## QUOTED PASSAGE
____

United States District Court, N.D. Illinois, Eastern Division.
STARR INDEMNITY & LIABILITY COMPANY, a/s/o CESSNA AIRCRAFT COMPANY, Plaintiff,
v.
YRC, INC., Defendant.
Case No. 15-cv-6902
|
02/15/2018
Opinion
Judge Robert M. Dow, Jr.

MEMORANDUM OPINION AND ORDER
*1 “All’s well that ends well,” the proverb from the Middle Ages made famous by Shakespeare’s play of the same name, captures the Court’s hopes for the future of this case. To date, the case has presented a struggle for the parties and the Court. Now pending before the Court is Plaintiff’s motion for leave to file a third amended complaint [49], in which Plaintiff proposes to correct a regulatory citation and set forth additional supporting statutory and regulatory provisions to support Counts II, III, and IV. Also pending before the Court is Defendant’s motion for reconsideration [36] of the Court’s prior order denying its motion to dismiss those same counts. Both motions are fully briefed—and, indeed, Defendant’s reply in support of its motion for reconsideration has spawned a further request by Plaintiff to file a sur-reply. After careful consideration of all of these materials, the Court concludes that it should allow the filing of the proposed third (and hopefully last) amended complaint, which will fix a target at which Defendant may direct the full panoply of its arguments regarding the broad preemptive sweep of the Carmack Amendment, some of which are previewed below. Accordingly, Plaintiff’s motion for leave to file a third amended complaint [49] is granted and Plaintiff is given until March 13, 2018 to file a third amended complaint correcting the C.F.R citation in Count II and setting forth additional supporting statutory and regulatory provisions in Counts II–IV. Plaintiff’s additional request for leave to file a sur-reply is denied as moot. Defendant’s motion [36] for reconsideration also is denied as moot in light of the Court’s decision to allow Plaintiff an opportunity to amend its complaint. This decision is without prejudice to any arguments—relating to preemption or otherwise—that Defendant may wish to raise in its response to the amended complaint. Given that the parties were able to work out the issues relating to Defendant’s recently-filed motion for issuance of letters rogatory [56], the status hearing previously set for March 6, 2018 is stricken and reset to April 19, 2018 at 9:00 a.m., by which time Defendant will have filed its response to Plaintiff’s latest amended complaint.

____

## COLLECTED MATERIAL

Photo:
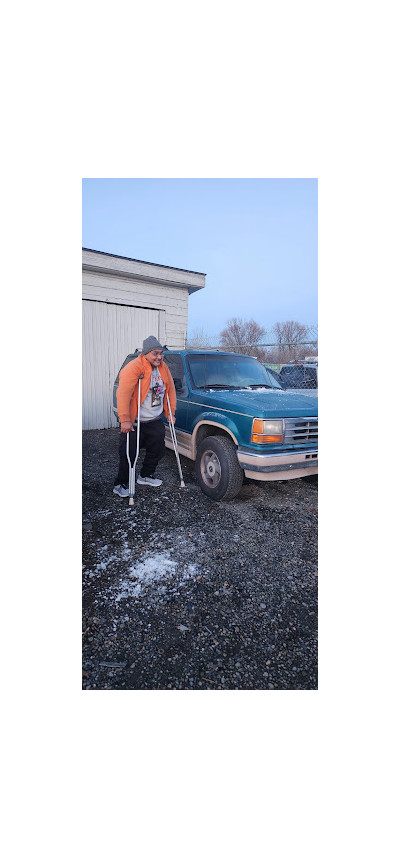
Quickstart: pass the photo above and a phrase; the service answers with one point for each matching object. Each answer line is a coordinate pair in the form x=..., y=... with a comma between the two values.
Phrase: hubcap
x=210, y=469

____

## STATED EXERCISE
Decide whether each statement agrees with the memorandum opinion and order. Answer yes or no for each, and quote the words of the opinion that settle it.
1. Plaintiff has until March 13, 2018 to file its third amended complaint.
2. Plaintiff's request for leave to file a sur-reply is granted.
3. The status hearing remains set for March 6, 2018.

## WRITTEN RESPONSE
1. Yes: "Plaintiff is given until March 13, 2018 to file a third amended complaint"
2. No: "Plaintiff’s additional request for leave to file a sur-reply is denied as moot."
3. No: "the status hearing previously set for March 6, 2018 is stricken and reset to April 19, 2018 at 9:00 a.m."